礼拝メッセージ
(インマヌエル中目黒キリスト教会)

 
聖書の言葉は旧新約聖書・新改訳聖書第三版(著作権・新日本聖書刊行会)によります。
 
2012年6月24日
 
「キリストの愛の広さ 長さ 高さ 深さ」
エペソ書連講(15)
 
竿代 照夫 牧師
 
エペソ人への手紙3章14-21節
 
 
[中心聖句]
 
  17-19   愛に根ざし、愛に基礎を置いているあなたがたが、すべての聖徒とともに、その広さ、長さ、高さ、深さがどれほどであるかを理解する力を持つようになり、人知をはるかに越えたキリストの愛を知ることができますように。
(エペソ3章17-19節)


 
聖書テキスト
 
 
14 こういうわけで、私はひざをかがめて、15 天上と地上で家族と呼ばれるすべてのものの名の元である父の前に祈ります。
16 どうか父が、その栄光の豊かさに従い、御霊により、力をもって、あなたがたの内なる人を強くしてくださいますように。17a こうしてキリストが、あなたがたの信仰によって、あなたがたの心のうちに住んでいてくださいますように。
17b また、愛に根ざし、愛に基礎を置いているあなたがたが、18 すべての聖徒とともに、その広さ、長さ、高さ、深さがどれほどであるかを理解する力を持つようになり、19 人知をはるかに越えたキリストの愛を知ることができますように。こうして、神ご自身の満ち満ちたさまにまで、あなたがたが満たされますように。
20 どうか、私たちのうちに働く力によって、私たちの願うところ、思うところのすべてを越えて豊かに施すことのできる方に、21 教会により、またキリスト・イエスにより、栄光が、世々にわたって、とこしえまでありますように。アーメン。
 
1.「キリストの内住」(17節b)[前回の復習]
 
 
前回は、17節の「こうしてキリストが、あなたがたの信仰によって、あなたがたの心のうちに住んでいてくださいますように。」ということばから、「信仰によってキリストを内に住まわせる」内住の恵みに焦点を当てました。キリストがそのご住所を私たちの心に定めて引越ししてくださるとは、何という驚くべき恵みでしょうか。それを齎すのは信仰だとパウロは言います。その信仰とは、

@キリストを主と言い表す信仰告白
Aキリストと共に十字架につく信仰
B日々、主の死と復活に与る信仰

である、とお話しました。今日はその祈りの続きに進みます。
◆ ◆ ◆
:: 記述課題 ::
a: 礼拝メッセージのうち、「1.「キリストの内住」(17節b)[前回の復習]」で始まり「である、とお話しました。今日はその祈りの続きに進みます。」に至るまでの部分を、一字も変えずに再掲してください。
b: 礼拝メッセージで本文として扱われている聖書箇所はどこですか？

[座標注釈エントリ]
◆ ◆ ◆
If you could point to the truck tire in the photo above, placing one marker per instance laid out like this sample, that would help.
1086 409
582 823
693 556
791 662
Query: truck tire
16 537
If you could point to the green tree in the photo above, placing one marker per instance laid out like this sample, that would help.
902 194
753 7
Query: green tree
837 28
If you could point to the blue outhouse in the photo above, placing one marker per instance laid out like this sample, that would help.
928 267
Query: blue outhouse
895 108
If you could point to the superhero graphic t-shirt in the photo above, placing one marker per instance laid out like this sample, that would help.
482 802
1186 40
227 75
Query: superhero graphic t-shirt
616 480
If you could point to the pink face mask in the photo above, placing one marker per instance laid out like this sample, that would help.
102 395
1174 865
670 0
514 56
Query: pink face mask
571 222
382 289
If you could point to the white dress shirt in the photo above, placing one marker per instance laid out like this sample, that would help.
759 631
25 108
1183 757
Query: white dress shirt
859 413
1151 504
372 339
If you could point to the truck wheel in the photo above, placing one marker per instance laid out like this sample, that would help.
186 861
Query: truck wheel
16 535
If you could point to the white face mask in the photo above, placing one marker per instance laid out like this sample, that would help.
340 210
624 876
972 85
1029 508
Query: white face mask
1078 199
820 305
◆ ◆ ◆
:: 課題別の回答 ::
a:
1.「キリストの内住」(17節b)[前回の復習]
 
 
前回は、17節の「こうしてキリストが、あなたがたの信仰によって、あなたがたの心のうちに住んでいてくださいますように。」ということばから、「信仰によってキリストを内に住まわせる」内住の恵みに焦点を当てました。キリストがそのご住所を私たちの心に定めて引越ししてくださるとは、何という驚くべき恵みでしょうか。それを齎すのは信仰だとパウロは言います。その信仰とは、

@キリストを主と言い表す信仰告白
Aキリストと共に十字架につく信仰
B日々、主の死と復活に与る信仰

である、とお話しました。今日はその祈りの続きに進みます。

b: エペソ人への手紙3章14-21節です。